Prompt 1:
In the Rust lifetimes discussion, what happens to the original example when all of the lifetime annotations are dropped?
Prompt 2:
Carry on the Rust lifetimes discussion from its last sentence.

And f variant again compiles just fine.

May some one, please, explain, what goes on here?

cheers and tia,
anton.

I guess Rust can figure out for f.m() that the borrow is short-lived, since it uses the default uninteresting m(). But since you put that lifetime on the Trait, I can implement it for another type that borrows longer:

struct Impl2<'a> {
    x: std::cell::Cell<&'a i32>,
}

impl<'a> Trait<'a> for Impl2<'a> {
    fn m(&self, options: &'a mut i32) -> usize {
        self.x.set(options); // the reference is mine now!
        0
    }
}

So when faced with your f2 that can be any unknown implementer of Trait<'a>, it has to assume that the argument to m() may be borrowed for the remainder of lifetime 'a.

Your original example works if you just drop all of the lifetime annotations. Then the borrowed reference into m() lasts only for the function call.

Thank you very much for your reply!

The code above won't compile: Cell requires T: Copy which is not the case and I found no way to make it so. Otherwise mutablilty of self is required.

I still not sure that Rust is allowed to look into the definition of Impl and I am not sure it's possible to write implementation that will steal the ref, but I may miss some obvious solution. Maybe some statics should be around.

[Data entries]

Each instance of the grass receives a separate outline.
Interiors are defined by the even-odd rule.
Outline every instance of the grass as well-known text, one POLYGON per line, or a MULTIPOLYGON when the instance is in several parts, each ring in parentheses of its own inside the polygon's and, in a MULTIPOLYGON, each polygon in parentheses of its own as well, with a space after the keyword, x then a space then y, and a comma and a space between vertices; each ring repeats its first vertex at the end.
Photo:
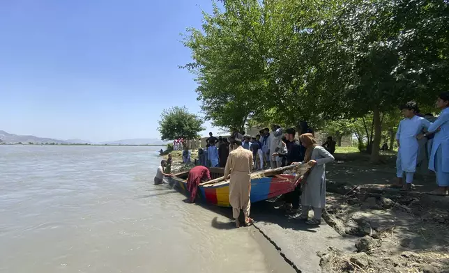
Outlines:
POLYGON ((349 147, 335 147, 336 153, 360 153, 357 147, 349 146, 349 147))

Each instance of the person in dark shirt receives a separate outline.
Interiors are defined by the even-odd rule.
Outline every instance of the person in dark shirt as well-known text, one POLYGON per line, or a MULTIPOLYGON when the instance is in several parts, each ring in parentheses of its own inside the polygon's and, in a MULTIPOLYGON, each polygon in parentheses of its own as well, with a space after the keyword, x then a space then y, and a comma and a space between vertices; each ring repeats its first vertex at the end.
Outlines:
POLYGON ((333 140, 332 136, 328 136, 328 140, 321 145, 328 152, 330 153, 330 155, 333 155, 335 153, 335 145, 337 143, 333 140))
MULTIPOLYGON (((295 139, 296 132, 294 128, 289 128, 285 130, 285 139, 287 140, 287 164, 302 162, 304 160, 304 155, 301 153, 299 141, 295 139)), ((300 185, 298 185, 295 190, 285 194, 285 205, 289 212, 296 212, 299 208, 299 196, 301 195, 300 185)))
POLYGON ((209 133, 209 137, 208 137, 207 139, 206 139, 206 142, 211 145, 215 145, 218 141, 218 139, 217 139, 213 135, 212 132, 209 133))
POLYGON ((257 164, 257 152, 259 151, 259 149, 261 148, 261 144, 260 144, 260 141, 257 140, 255 137, 253 137, 252 139, 251 143, 251 146, 250 147, 250 150, 252 152, 252 160, 253 160, 253 164, 254 164, 254 168, 255 169, 257 169, 258 164, 257 164))
POLYGON ((229 155, 229 143, 227 142, 227 139, 223 139, 222 141, 220 143, 218 147, 218 159, 220 162, 220 166, 224 168, 226 166, 226 162, 229 155))
POLYGON ((277 155, 281 158, 281 167, 284 167, 287 166, 287 138, 285 136, 282 136, 282 138, 281 139, 281 141, 282 141, 282 148, 280 150, 280 151, 277 153, 277 155))
POLYGON ((294 162, 302 162, 304 160, 304 155, 301 153, 301 144, 298 140, 295 139, 296 133, 296 132, 293 128, 289 128, 285 130, 287 165, 294 162))

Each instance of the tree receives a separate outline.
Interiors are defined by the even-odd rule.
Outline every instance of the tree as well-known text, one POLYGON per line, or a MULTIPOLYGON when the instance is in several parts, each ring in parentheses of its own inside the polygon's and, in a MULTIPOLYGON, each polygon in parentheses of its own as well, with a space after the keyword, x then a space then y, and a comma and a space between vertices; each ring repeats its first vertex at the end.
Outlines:
POLYGON ((204 13, 202 29, 188 29, 183 44, 194 62, 182 67, 197 75, 205 118, 241 131, 261 109, 265 87, 263 6, 257 0, 226 1, 222 11, 204 13))
POLYGON ((377 162, 397 106, 449 88, 447 0, 223 2, 184 40, 215 125, 355 120, 377 162))
POLYGON ((448 41, 448 5, 443 0, 328 2, 331 16, 324 17, 324 27, 315 33, 333 33, 333 42, 324 42, 320 56, 327 69, 317 69, 316 78, 328 92, 341 94, 333 103, 343 113, 362 118, 372 114, 368 148, 376 162, 383 114, 412 99, 431 103, 448 87, 447 77, 440 74, 449 68, 448 43, 441 44, 448 41))
POLYGON ((171 140, 180 137, 193 139, 198 133, 205 130, 203 120, 198 116, 189 113, 185 107, 174 107, 164 109, 158 121, 158 130, 162 140, 171 140))
POLYGON ((354 132, 353 120, 340 119, 328 120, 324 124, 323 132, 334 137, 338 146, 342 146, 342 137, 351 135, 354 132))

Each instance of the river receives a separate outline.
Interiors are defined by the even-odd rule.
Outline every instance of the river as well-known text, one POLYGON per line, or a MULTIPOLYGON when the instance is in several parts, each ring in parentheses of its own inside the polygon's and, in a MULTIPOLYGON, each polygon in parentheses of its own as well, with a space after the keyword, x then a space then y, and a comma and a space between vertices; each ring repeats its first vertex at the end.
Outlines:
POLYGON ((0 272, 293 272, 255 228, 153 185, 160 149, 0 146, 0 272))

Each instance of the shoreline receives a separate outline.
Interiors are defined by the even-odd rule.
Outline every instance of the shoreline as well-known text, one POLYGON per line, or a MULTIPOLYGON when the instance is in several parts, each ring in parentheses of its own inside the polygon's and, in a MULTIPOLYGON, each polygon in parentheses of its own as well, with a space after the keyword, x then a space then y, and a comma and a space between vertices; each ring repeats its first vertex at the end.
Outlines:
POLYGON ((134 147, 166 147, 166 145, 128 145, 128 144, 28 144, 28 143, 1 143, 0 146, 134 146, 134 147))
MULTIPOLYGON (((194 166, 177 161, 175 155, 172 173, 194 166)), ((434 185, 428 176, 416 178, 418 192, 402 192, 385 184, 394 176, 388 164, 373 168, 356 158, 345 159, 326 168, 326 209, 321 226, 306 226, 298 214, 285 214, 277 200, 258 202, 251 207, 255 220, 251 228, 260 233, 258 242, 271 244, 296 272, 399 273, 407 268, 446 272, 449 197, 425 194, 434 185)), ((206 208, 231 221, 229 211, 206 208)))

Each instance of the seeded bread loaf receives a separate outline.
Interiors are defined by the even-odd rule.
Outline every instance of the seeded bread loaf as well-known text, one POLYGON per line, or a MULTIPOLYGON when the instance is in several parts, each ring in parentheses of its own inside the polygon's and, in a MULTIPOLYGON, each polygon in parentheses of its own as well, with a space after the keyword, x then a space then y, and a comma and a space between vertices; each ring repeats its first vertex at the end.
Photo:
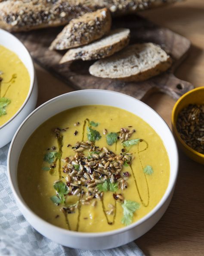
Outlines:
POLYGON ((105 58, 120 51, 128 45, 130 31, 128 29, 112 30, 105 37, 87 45, 69 50, 60 63, 76 60, 90 61, 105 58))
POLYGON ((170 57, 152 43, 129 45, 123 51, 92 65, 90 74, 95 77, 125 81, 143 81, 167 70, 170 57))
POLYGON ((0 27, 21 31, 56 26, 67 24, 71 19, 85 13, 102 8, 106 7, 113 14, 118 15, 180 0, 3 0, 0 2, 0 27))
POLYGON ((52 42, 50 50, 65 50, 87 45, 111 29, 110 11, 103 8, 72 19, 52 42))

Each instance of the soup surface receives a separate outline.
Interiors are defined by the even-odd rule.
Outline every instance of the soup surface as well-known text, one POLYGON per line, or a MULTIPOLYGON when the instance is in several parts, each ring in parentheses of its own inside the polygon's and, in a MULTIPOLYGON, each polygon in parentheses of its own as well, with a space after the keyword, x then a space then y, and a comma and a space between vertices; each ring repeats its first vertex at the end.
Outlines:
POLYGON ((17 55, 0 45, 0 126, 22 105, 30 83, 28 70, 17 55))
POLYGON ((162 141, 142 119, 103 106, 71 109, 33 133, 18 167, 29 207, 54 225, 101 232, 136 221, 159 202, 170 176, 162 141))

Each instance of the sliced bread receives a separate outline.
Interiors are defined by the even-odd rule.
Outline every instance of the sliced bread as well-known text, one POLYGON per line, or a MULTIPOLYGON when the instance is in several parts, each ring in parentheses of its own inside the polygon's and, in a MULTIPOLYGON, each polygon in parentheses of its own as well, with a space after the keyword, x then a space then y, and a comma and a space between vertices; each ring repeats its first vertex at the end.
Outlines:
POLYGON ((69 50, 63 56, 60 63, 79 59, 90 61, 105 58, 127 45, 130 38, 130 29, 114 29, 105 37, 89 45, 69 50))
POLYGON ((107 8, 73 19, 52 43, 49 49, 65 50, 89 44, 108 33, 111 23, 111 13, 107 8))
POLYGON ((159 45, 152 43, 136 44, 96 61, 90 67, 89 72, 99 77, 142 81, 166 70, 172 62, 159 45))

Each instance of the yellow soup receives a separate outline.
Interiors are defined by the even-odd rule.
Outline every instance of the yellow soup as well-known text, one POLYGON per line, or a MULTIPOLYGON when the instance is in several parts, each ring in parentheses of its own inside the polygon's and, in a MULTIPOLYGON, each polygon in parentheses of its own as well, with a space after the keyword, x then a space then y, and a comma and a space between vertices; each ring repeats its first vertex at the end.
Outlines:
POLYGON ((46 121, 25 144, 19 187, 30 208, 71 230, 101 232, 137 221, 167 189, 170 164, 147 123, 103 106, 71 109, 46 121))
POLYGON ((17 55, 0 45, 0 126, 20 108, 30 83, 28 70, 17 55))

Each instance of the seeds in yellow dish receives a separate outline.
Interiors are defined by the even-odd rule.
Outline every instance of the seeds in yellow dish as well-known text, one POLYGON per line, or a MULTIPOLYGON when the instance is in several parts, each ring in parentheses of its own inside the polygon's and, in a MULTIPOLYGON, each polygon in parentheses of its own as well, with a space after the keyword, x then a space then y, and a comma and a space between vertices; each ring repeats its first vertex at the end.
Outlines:
POLYGON ((22 105, 30 83, 28 70, 17 55, 0 45, 0 126, 22 105))
POLYGON ((158 204, 170 165, 160 137, 122 109, 88 106, 52 117, 33 133, 18 180, 29 207, 71 230, 102 232, 137 221, 158 204))

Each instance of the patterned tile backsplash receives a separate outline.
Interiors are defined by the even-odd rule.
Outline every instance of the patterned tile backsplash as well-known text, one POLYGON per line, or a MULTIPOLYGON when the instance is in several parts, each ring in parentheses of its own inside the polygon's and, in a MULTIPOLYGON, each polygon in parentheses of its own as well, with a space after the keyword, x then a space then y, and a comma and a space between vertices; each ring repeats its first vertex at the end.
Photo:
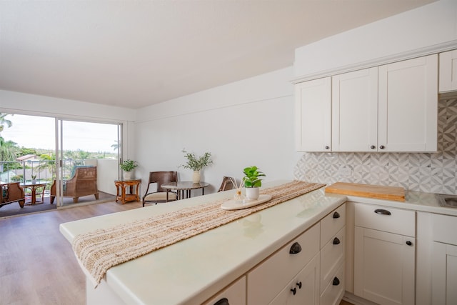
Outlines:
POLYGON ((294 169, 298 180, 403 186, 457 194, 457 99, 438 103, 436 153, 305 153, 294 169))

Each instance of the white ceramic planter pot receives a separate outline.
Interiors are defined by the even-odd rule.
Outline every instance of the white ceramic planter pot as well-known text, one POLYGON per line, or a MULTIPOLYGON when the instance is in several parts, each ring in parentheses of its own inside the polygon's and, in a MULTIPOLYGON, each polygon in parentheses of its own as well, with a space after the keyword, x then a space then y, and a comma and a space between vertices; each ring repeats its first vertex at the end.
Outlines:
POLYGON ((200 171, 194 171, 194 174, 192 175, 192 182, 200 183, 200 171))
POLYGON ((259 187, 246 187, 246 198, 249 200, 257 200, 260 192, 259 187))
POLYGON ((124 172, 124 180, 132 180, 133 177, 134 177, 134 171, 124 172))

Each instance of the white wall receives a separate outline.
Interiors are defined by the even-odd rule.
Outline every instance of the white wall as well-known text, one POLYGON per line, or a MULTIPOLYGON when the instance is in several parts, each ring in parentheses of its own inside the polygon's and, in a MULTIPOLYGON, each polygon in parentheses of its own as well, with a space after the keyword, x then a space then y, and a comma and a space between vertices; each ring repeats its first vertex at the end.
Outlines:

Task response 1:
It works, and the borrowed reference into m() lasts only for the function call.

Task response 2:
Again, thank you for the answer,

Not sure what you mean -- for my Cell<&i32> it should be fine, as any & implements Copy. Now, &mut doesn't have Copy, but you can use RefCell for that. Try here in the playground: Rust Playground

You can see in the playground that I definitely stole the reference, even mutable. I modified the value in Impl3::drop, and this is reflected in the original.

As for Rust looking into the definition, to see that the default Trait::m() doesn't steal the reference --- I don't know. The more I think about this, the more it surprises me too. I hope someone else can explain this...

Thanks a lot again! Yes, I was wrong with the reference, most probably lost ampersand somehow.

And yes, I agree it still surprises me how Rust allows Trait::m variant.